Your objective: Starting at the line with "the white dress", repeat every line exactly until the records end, including the last one.

Data shown:

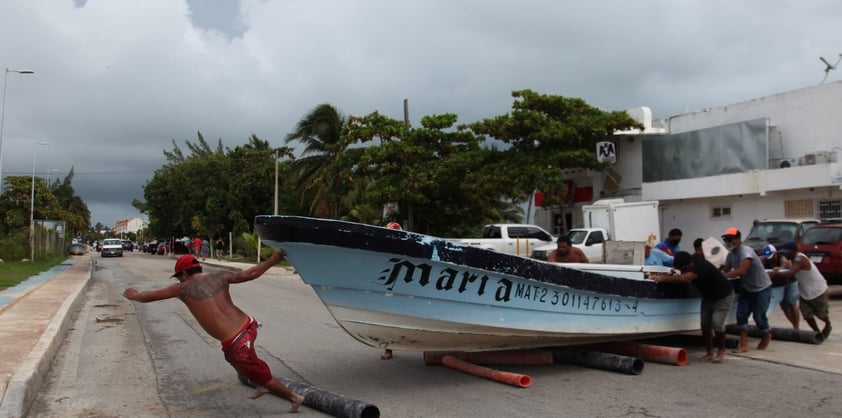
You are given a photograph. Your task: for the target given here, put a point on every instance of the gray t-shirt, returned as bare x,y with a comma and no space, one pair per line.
755,278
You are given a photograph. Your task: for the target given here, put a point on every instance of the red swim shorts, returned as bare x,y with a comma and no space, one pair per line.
244,359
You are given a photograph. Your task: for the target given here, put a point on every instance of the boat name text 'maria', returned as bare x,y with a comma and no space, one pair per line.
448,278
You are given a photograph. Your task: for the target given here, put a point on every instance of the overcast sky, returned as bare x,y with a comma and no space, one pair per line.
116,80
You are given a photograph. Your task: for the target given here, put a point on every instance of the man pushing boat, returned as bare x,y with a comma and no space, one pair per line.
209,300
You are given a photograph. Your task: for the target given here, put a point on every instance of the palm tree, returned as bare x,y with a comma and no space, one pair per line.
324,160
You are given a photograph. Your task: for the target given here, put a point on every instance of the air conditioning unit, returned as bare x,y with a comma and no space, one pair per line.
788,162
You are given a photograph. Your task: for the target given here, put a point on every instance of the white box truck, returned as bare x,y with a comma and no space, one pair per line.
617,221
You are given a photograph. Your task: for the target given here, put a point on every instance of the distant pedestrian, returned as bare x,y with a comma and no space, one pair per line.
219,247
698,249
812,287
565,252
755,288
670,244
777,260
717,298
204,250
656,257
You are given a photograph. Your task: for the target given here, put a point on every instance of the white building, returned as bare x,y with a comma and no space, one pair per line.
133,225
772,157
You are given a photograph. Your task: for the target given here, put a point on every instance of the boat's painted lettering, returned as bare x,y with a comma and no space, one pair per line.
405,269
464,281
445,281
504,292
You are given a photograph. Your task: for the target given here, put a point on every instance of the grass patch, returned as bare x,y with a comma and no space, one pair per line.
14,272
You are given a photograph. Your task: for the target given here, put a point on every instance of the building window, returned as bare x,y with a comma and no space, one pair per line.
830,211
802,208
719,213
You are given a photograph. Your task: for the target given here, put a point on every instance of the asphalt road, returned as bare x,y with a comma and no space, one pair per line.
129,359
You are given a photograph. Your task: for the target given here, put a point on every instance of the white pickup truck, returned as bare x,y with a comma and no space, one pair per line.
516,239
614,220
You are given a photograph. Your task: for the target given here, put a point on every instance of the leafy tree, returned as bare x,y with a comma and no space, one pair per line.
547,134
321,176
15,204
74,210
211,191
424,169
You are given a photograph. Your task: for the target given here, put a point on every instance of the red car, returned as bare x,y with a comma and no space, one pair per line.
823,244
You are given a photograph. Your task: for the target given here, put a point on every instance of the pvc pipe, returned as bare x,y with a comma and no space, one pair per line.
647,352
330,403
605,361
514,379
509,357
692,339
782,334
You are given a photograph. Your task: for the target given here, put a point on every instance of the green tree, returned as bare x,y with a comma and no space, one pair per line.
321,175
547,134
210,192
427,171
74,210
15,205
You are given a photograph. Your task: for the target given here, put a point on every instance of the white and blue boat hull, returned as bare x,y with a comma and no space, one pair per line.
405,291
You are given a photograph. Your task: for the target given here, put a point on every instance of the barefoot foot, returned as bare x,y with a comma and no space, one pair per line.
261,390
764,342
296,402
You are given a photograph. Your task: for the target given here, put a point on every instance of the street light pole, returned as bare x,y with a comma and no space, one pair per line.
32,205
3,115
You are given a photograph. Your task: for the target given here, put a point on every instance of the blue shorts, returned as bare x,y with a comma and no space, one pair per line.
790,298
755,304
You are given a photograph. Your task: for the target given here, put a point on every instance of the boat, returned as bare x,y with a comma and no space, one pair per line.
400,290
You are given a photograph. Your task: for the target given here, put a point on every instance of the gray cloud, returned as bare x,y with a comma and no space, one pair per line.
117,81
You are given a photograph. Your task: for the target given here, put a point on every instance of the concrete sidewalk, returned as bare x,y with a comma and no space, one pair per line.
32,328
34,323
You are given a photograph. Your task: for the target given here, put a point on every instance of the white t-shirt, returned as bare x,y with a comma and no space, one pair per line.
811,283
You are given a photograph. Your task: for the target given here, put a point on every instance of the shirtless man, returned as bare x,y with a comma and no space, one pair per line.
207,297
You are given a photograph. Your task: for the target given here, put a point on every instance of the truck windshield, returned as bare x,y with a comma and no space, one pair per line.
577,237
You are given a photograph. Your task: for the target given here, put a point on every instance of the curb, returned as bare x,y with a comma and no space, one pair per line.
29,376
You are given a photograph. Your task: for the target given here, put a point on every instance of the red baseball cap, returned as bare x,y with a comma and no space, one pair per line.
185,262
731,232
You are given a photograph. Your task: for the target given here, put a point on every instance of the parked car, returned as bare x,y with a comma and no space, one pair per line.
777,231
112,247
151,247
823,244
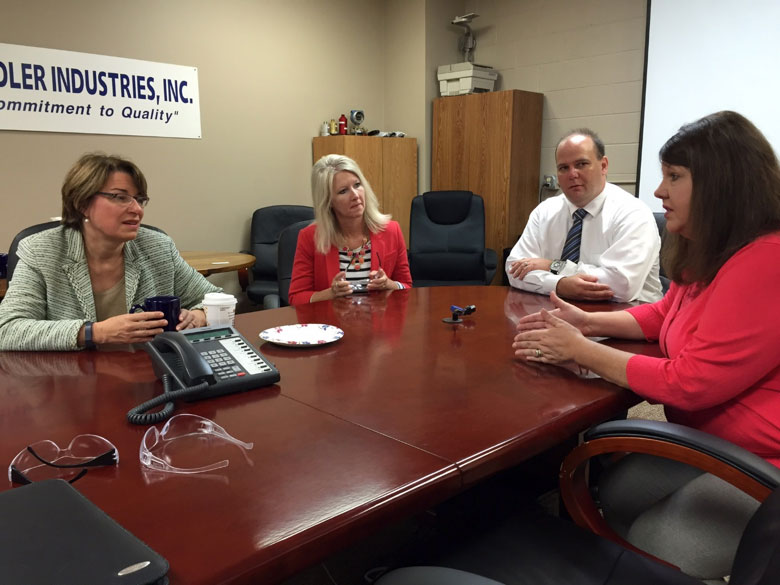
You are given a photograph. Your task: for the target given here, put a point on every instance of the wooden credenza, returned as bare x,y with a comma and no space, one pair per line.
389,165
490,144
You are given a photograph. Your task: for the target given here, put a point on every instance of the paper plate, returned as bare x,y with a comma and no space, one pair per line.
302,334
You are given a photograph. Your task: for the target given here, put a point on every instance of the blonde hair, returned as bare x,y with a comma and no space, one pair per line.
327,232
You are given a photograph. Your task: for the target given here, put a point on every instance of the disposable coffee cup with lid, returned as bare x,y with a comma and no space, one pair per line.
220,309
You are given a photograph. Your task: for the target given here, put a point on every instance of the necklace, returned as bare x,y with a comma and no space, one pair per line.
356,257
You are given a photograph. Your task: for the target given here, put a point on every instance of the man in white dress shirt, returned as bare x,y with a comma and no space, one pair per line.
609,251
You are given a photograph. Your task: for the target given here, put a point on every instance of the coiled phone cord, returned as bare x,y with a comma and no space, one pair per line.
138,414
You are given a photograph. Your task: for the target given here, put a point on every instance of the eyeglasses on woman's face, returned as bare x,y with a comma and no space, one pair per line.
125,199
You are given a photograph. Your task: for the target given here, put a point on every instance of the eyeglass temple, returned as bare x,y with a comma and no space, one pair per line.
107,458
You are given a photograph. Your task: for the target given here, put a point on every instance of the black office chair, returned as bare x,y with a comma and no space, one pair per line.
447,240
288,243
660,221
555,552
267,225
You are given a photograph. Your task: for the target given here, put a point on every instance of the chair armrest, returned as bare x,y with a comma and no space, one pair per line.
491,263
727,453
711,454
491,259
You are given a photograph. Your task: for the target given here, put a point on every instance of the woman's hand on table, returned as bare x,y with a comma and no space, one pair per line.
378,280
340,287
129,328
563,310
191,319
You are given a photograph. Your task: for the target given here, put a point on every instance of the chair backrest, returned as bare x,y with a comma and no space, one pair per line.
288,243
447,238
267,225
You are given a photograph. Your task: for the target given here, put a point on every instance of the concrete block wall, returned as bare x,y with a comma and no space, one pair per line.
586,57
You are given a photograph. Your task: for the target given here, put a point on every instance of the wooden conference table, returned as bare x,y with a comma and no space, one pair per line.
400,414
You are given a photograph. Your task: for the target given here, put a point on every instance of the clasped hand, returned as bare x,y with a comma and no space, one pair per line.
377,280
520,268
551,337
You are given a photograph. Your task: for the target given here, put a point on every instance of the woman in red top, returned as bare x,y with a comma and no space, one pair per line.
351,245
718,324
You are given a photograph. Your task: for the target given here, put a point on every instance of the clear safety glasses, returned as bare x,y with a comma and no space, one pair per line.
183,436
47,460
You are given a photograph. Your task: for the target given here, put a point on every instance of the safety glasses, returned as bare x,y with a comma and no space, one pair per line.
47,460
155,452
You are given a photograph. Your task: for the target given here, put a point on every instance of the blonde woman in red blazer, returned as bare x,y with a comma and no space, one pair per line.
351,245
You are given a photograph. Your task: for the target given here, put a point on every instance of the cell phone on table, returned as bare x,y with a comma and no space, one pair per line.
360,287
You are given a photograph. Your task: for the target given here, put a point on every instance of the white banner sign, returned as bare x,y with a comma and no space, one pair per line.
48,90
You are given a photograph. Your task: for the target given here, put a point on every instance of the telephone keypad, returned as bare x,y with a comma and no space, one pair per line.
222,364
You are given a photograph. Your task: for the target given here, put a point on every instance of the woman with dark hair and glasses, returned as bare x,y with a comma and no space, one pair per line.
74,284
717,326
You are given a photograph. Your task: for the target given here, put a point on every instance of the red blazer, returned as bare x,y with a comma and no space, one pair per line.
313,271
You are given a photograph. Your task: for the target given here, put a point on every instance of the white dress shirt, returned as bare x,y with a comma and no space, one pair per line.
620,245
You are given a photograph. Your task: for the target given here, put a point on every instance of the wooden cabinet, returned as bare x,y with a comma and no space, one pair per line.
490,144
389,165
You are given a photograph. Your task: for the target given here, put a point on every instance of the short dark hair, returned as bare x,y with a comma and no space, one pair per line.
735,196
597,141
86,177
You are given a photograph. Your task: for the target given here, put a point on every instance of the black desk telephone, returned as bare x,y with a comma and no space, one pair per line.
202,363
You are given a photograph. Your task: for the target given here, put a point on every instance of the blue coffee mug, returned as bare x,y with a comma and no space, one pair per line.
170,307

Exercise solution:
You are given a photograph. Your task: for the target given here, put a point on every instance of the white dress shirt, returned as bare x,y with a comma and no space, one pair per line.
620,245
You are given a photograph. Your task: for the target given here, put a point on every instance of the wooden cabinet, returned as bare x,y with a comma and no space, one pair per line.
490,144
389,165
You are given a photograph. Your task: for the target given here, put a point on every instance of the short dark hair, returned as bare x,y with a comma and no space, one pair per line.
735,196
597,141
86,177
You are given a photograph. Your task: for the target given here, put a point on every instance of the black desk telephone, returned as bare x,y with a comma and no space, one pair per line.
202,363
You are given a photograph. Your task: for the target given here, put a point on every instance of the blue coffee mug, returned as bare x,y with a comma and no space, one pair per line.
170,307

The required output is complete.